= Provided passage =

┄┄┄┄┄┄┄┄┄┄

But, boy oh boy, from that point on it never lets go. I was in awe of the sense of dread and doom Valve managed to impose when you are entering the Citadel. That very first bit, where you emerge on a ledge to get in at the bottom, great pistons pounding planet Earth as if stealing its riches or punishing it for the audicity of nurturing humans … oh man, I was floored.
And then, the reverse, double flipside, HL-ride through the Matrix-like battery farms (I know they’re not, but the doom prevails), tortured prisoners screaming for mercy to this huge machine controlling humankind. But of all, I think the coolest bit was the glimpse you catch of the controlling Aliens. Cthulhu-like monsters galore.
The Source engine is a different beast than the Doom3 per-pixel engine. Michael, you are indeed right about the pre-computed scattering and it shows. The lighting is the most real looking I’ve seen, despite the fact that technology-wise, it’s not as complex as Doom3.
Bjørn, I agree entirely with the bit on the ledge, where the immensity of the citadel is brought home with each thundering beating of the pistons.
Also, the lighting is amazing in HL2, just thoroughly polished from start to end. Reality never looked this good.
Object
The worst thing I’ve heard about this game is that the graphics are so good that they made many people sick. I must get this game! But $50 is $50 when you are in college.

┄┄┄┄┄┄┄┄┄┄

= List of tasks =
a - In the Half-Life 2 comments, what is the worst thing the final commenter has heard about the game?
b - Condense the paragraph of the Half-Life 2 comments that begins "The Source engine is a different beast" into a shorter version that keeps its main facts.
c - Reproduce the Half-Life 2 comments word for word, beginning at the words "Bjørn, I agree" and stopping after "are in college.".
The records below this point come from a different source than the Half-Life 2 comments.

┄┄┄┄┄┄┄┄┄┄

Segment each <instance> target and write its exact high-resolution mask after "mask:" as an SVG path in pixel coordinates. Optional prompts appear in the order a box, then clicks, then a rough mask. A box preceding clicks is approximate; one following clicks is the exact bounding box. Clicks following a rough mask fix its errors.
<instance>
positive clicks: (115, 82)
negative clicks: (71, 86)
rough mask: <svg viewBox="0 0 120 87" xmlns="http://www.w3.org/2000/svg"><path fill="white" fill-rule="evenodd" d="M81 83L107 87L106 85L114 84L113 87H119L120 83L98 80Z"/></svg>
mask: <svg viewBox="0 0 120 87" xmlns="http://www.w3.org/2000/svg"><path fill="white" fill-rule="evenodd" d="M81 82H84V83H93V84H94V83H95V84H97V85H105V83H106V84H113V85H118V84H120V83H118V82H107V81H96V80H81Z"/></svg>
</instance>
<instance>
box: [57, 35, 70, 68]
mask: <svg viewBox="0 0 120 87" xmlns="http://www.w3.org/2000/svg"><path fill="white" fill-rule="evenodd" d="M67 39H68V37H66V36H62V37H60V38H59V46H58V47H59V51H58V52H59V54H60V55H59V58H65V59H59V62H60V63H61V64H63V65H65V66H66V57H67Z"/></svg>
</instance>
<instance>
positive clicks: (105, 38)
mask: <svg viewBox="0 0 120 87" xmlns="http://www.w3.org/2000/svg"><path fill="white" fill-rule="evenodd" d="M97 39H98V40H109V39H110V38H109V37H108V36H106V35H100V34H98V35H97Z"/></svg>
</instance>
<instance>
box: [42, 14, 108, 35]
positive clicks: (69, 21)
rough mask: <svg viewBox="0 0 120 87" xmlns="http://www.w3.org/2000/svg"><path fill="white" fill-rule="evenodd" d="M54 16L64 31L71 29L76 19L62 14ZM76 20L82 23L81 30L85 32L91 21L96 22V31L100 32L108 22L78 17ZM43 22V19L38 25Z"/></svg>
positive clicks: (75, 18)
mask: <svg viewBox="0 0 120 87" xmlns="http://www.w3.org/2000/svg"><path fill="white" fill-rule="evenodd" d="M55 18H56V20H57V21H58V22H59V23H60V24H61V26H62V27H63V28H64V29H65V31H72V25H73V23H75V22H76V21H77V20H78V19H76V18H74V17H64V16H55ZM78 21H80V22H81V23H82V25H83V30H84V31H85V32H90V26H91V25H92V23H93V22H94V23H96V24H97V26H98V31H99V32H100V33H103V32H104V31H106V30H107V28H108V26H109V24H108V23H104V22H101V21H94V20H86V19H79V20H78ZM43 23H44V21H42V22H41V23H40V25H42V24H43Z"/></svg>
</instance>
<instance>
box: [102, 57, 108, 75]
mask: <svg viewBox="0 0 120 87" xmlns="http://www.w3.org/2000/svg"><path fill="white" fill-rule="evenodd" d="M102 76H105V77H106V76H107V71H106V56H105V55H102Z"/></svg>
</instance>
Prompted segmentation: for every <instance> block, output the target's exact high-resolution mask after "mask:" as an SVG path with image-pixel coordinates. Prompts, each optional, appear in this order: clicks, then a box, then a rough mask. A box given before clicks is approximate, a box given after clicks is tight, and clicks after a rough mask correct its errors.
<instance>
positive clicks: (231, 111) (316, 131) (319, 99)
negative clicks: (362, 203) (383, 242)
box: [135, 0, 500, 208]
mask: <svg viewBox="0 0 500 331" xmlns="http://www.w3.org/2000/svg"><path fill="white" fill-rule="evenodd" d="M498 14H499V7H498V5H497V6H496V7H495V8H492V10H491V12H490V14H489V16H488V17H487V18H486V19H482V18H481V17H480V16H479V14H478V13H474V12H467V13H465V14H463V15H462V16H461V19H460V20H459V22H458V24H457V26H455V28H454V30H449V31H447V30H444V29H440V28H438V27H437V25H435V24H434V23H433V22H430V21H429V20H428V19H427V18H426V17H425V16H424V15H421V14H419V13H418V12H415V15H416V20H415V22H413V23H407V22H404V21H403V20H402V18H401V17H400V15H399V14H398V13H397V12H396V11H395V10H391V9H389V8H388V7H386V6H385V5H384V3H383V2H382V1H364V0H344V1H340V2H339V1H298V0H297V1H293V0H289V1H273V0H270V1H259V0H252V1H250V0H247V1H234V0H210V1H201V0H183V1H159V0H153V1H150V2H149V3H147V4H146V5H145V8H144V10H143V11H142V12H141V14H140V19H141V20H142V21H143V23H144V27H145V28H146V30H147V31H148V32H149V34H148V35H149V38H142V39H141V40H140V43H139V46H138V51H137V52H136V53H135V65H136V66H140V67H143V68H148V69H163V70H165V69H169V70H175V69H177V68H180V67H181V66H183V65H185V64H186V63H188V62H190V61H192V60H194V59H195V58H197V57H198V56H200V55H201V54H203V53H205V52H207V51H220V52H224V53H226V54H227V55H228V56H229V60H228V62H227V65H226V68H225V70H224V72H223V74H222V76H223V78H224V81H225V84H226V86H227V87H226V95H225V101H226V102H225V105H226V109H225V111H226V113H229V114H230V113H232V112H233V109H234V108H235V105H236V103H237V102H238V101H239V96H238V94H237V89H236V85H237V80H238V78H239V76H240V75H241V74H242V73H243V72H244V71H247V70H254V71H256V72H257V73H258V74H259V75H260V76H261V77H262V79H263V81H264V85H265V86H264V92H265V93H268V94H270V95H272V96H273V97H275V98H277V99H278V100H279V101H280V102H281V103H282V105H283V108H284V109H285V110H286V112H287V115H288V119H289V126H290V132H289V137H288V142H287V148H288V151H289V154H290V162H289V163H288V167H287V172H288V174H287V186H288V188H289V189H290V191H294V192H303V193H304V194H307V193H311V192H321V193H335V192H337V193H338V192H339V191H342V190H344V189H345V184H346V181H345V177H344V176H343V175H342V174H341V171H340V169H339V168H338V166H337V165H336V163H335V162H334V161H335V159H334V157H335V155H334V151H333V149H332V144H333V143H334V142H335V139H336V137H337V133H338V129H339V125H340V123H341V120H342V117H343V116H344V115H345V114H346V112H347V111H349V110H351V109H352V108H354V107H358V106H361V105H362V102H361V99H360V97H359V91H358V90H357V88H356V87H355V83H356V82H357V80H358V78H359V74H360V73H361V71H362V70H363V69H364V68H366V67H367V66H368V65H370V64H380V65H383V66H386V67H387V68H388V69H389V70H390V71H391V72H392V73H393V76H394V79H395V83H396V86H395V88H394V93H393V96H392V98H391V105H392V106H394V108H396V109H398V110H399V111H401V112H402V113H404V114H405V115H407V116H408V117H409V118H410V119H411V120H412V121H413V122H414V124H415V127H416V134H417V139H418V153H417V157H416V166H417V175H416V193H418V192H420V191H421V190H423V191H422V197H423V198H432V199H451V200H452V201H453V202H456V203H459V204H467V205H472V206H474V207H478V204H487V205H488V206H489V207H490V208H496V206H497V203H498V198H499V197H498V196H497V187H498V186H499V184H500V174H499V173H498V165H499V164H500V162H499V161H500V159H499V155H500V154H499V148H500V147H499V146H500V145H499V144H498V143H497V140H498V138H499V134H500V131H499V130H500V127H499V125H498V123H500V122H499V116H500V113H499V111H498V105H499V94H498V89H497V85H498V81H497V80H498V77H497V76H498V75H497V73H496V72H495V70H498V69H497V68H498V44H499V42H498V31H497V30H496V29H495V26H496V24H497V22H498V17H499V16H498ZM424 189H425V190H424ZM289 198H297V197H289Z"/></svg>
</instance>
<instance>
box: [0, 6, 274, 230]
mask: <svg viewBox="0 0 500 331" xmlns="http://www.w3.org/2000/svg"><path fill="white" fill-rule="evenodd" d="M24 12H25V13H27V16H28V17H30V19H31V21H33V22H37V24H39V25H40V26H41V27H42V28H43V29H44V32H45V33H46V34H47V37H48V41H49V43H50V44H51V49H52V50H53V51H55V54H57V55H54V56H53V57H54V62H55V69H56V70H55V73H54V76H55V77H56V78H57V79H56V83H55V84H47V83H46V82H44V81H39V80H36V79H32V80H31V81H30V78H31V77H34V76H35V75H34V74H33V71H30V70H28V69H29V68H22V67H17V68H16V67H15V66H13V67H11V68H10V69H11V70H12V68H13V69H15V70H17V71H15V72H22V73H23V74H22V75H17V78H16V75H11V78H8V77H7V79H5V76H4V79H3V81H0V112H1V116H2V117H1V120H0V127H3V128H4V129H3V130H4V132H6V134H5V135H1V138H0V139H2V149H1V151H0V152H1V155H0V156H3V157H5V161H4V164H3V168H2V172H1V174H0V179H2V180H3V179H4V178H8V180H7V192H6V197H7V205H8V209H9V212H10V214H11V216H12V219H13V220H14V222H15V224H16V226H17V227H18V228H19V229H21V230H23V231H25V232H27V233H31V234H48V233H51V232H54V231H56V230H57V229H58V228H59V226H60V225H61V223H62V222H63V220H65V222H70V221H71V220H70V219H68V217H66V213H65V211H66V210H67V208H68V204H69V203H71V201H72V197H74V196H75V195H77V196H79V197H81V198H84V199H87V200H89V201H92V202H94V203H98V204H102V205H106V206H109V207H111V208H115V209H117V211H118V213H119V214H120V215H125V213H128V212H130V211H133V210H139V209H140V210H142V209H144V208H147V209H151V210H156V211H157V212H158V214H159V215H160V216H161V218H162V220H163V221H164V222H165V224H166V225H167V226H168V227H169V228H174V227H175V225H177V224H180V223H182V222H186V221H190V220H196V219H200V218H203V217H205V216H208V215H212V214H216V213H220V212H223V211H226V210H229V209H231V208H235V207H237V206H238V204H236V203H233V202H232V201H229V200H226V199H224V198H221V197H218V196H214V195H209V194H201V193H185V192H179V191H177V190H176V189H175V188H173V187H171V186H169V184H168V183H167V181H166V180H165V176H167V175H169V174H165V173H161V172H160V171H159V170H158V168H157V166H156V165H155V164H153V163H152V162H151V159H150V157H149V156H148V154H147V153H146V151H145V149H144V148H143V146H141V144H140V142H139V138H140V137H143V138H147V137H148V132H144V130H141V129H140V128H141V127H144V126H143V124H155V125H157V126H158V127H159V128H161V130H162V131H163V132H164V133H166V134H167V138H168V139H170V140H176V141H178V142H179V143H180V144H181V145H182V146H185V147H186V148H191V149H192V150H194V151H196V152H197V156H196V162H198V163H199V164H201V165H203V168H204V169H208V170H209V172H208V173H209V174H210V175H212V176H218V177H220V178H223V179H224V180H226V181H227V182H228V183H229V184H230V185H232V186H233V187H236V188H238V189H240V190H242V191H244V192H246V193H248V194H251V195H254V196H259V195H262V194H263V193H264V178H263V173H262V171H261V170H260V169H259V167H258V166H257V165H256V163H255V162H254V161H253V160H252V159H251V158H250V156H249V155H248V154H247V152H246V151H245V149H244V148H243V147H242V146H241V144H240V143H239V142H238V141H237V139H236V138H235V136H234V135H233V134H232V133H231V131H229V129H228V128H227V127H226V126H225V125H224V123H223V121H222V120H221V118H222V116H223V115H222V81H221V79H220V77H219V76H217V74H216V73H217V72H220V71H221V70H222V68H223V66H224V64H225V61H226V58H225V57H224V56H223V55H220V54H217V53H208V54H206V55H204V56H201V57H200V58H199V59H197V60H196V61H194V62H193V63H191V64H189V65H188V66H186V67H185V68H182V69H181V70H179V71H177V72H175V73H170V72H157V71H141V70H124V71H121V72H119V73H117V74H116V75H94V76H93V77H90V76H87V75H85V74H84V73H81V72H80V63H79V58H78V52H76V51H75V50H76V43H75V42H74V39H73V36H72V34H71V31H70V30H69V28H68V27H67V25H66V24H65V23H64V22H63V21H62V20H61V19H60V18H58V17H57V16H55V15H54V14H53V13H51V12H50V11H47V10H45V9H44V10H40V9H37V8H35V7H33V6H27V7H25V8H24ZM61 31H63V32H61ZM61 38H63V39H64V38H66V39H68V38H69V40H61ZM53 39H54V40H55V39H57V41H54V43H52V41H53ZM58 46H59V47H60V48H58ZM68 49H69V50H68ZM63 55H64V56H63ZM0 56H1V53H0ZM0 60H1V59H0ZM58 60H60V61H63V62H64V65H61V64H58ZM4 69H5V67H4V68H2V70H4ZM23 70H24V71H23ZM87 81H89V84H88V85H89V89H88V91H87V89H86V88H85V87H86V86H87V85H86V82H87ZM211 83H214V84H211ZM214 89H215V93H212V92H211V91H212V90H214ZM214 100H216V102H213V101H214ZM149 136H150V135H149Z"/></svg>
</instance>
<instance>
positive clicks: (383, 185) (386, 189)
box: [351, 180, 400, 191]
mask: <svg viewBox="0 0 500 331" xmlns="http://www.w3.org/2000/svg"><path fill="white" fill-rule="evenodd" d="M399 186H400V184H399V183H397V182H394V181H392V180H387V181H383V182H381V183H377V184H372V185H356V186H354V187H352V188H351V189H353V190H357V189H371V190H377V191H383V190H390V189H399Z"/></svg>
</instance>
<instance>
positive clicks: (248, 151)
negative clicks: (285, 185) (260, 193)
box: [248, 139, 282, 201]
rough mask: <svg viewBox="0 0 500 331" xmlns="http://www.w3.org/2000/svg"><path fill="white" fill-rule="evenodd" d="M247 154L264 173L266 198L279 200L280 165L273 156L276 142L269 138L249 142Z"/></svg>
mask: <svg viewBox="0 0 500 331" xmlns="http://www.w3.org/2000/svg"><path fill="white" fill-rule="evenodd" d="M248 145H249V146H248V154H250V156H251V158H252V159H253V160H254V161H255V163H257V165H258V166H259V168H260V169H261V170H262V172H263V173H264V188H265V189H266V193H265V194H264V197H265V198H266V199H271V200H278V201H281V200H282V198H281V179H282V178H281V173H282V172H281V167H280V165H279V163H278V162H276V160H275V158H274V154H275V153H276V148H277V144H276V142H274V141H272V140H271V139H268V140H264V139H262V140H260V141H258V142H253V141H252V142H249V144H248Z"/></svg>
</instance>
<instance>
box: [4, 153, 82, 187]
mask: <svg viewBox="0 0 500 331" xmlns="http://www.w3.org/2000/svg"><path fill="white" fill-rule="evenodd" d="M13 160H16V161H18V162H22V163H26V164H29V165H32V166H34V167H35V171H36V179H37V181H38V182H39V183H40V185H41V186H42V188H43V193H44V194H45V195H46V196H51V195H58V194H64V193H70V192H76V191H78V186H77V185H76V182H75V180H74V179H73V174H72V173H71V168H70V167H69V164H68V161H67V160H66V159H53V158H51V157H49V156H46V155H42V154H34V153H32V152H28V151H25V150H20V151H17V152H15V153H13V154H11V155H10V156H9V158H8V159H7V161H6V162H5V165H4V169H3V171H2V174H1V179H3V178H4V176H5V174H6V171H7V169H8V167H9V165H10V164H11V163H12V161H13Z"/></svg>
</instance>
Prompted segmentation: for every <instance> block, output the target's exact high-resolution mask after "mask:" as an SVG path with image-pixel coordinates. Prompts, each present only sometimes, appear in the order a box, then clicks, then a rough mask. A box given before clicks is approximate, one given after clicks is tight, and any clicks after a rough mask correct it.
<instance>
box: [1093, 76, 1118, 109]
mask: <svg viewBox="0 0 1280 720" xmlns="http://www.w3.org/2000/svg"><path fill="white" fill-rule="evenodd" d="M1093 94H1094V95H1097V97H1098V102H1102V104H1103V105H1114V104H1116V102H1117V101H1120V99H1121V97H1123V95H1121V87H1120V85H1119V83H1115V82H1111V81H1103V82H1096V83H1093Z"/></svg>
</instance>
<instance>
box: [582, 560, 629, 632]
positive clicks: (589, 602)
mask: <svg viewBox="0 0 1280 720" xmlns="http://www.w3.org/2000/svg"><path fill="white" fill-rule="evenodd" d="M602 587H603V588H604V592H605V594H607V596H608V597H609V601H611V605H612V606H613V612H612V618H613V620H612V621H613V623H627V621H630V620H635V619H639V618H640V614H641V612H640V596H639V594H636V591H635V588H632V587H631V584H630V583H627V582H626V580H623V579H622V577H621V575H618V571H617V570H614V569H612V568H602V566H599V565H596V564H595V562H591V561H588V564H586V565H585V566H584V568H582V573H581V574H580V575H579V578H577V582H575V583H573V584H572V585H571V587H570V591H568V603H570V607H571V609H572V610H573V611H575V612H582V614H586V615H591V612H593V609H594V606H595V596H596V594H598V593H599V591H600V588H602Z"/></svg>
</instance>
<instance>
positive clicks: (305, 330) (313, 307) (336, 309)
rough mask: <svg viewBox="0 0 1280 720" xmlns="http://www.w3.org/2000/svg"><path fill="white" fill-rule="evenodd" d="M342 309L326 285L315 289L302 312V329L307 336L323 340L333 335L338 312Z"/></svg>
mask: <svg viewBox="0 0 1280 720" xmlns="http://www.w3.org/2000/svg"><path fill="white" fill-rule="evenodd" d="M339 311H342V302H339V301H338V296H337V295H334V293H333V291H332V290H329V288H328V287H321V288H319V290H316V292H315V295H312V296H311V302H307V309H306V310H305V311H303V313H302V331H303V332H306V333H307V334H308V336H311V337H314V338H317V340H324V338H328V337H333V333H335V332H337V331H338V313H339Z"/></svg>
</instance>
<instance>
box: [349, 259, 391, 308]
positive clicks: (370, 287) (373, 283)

┄┄┄┄┄┄┄┄┄┄

= Outputs in order =
a - The graphics are so good that they made many people sick.

b - The Source engine differs from Doom3's per-pixel engine. Michael is right that its pre-computed scattering shows, and the lighting is the most real-looking the writer has seen, even though the technology is less complex than Doom3's.

c -
Bjørn, I agree entirely with the bit on the ledge, where the immensity of the citadel is brought home with each thundering beating of the pistons.
Also, the lighting is amazing in HL2, just thoroughly polished from start to end. Reality never looked this good.
Object
The worst thing I’ve heard about this game is that the graphics are so good that they made many people sick. I must get this game! But $50 is $50 when you are in college.